Wyoming’s front five motivated, moving on from 2020
LARAMIE -- In just six games in 2020, Wyoming's veteran, battle-tested offensive line gave up 16 quarterback sacks.
They gave up just 22 in 13 contests the previous season.
A front five mostly made up of upperclassmen, mostly the same guys who bullied Missouri -- an SEC team -- a year prior, looked out of sorts from the third play from scrimmage when Sean Chambers was awkwardly spun around and planted into the turf in Reno.
It would result in a broken leg. Chambers, for a third straight year, was forced to watch from the sideline with a season-ending injury.
Was it all the line's fault? Nope. You have to give some credit to Nevada. Also, the play was doomed from the moment Chambers' hands touched the ball. It never had a chance.
But what about the rest of the mishaps?
A week later in Laramie, Levi Williams was slammed into the frozen turf when a blindside Hawaii blitz wasn't picked up. The redshirt freshman was never the same after suffering a right shoulder injury. He was sacked 13 more times. Luckily for him, college football doesn't keep track of quarterback hits.
You can point the finger to an inept offensive scheme. Maybe it was a young, inexperienced signal caller under center? It could've been the virus itself, which caused a disconnect throughout the football program like so many others around the country.

## [Action item]
Continue the article about Wyoming's offensive line from where it stops. The records that follow the article come from a separate source.

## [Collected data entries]
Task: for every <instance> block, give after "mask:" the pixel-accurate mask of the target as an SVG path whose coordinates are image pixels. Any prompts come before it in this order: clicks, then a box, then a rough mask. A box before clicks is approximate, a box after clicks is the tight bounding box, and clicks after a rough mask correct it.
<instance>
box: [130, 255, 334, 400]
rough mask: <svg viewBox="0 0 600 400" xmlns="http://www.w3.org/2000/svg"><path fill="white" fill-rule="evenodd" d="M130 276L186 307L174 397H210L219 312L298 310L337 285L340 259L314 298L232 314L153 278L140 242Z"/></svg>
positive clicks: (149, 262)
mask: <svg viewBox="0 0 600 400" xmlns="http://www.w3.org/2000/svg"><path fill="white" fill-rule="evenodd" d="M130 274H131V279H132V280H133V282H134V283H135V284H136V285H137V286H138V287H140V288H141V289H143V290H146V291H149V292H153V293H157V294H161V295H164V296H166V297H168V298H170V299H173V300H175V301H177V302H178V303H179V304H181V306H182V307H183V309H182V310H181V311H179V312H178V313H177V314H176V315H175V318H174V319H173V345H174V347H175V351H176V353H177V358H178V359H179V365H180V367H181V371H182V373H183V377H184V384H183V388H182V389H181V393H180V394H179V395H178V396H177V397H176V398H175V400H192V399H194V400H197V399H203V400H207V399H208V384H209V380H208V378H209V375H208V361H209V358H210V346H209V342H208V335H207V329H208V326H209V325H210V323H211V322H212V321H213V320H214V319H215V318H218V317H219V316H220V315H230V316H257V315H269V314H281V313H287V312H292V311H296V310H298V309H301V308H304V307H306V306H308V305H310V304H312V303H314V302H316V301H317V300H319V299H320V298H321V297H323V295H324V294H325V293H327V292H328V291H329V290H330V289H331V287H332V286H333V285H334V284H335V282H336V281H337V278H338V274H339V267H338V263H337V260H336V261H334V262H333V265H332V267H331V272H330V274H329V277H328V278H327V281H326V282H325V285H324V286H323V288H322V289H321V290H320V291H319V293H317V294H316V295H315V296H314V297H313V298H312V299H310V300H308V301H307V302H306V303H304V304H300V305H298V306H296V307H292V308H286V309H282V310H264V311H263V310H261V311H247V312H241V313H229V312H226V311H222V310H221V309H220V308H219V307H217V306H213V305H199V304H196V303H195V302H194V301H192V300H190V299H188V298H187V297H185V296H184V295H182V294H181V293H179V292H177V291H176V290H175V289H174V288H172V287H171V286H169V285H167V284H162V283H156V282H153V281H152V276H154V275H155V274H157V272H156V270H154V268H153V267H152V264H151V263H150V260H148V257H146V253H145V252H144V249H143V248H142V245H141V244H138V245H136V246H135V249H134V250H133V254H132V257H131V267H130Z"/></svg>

## [Response to the exercise]
A couple of these guys are still searching for answers.
Super senior Logan Harris could only shake his head when the question was posed. This is a proud group. Sixteen sacks doesn't sit well in the ear drum to this day.
"I just think it was an off-year, you know? I mean, everyone kind of got hit hard and things were out of the normal," the Cowboys' right guard said. "I don't know, it's just something that we have to work on and definitely something we've improved on over the summer."
Keegan Cryder is just as perplexed, thought he has some thoughts.
"That year was really hard for us," Wyoming's former All-American center said. "There's a lot of factors that went into it ... Having weeks where you're expecting to play somebody, and then having three weeks not playing somebody. Plus, just getting different things that we were not seeing from film on the game day and not being able to react to them as well."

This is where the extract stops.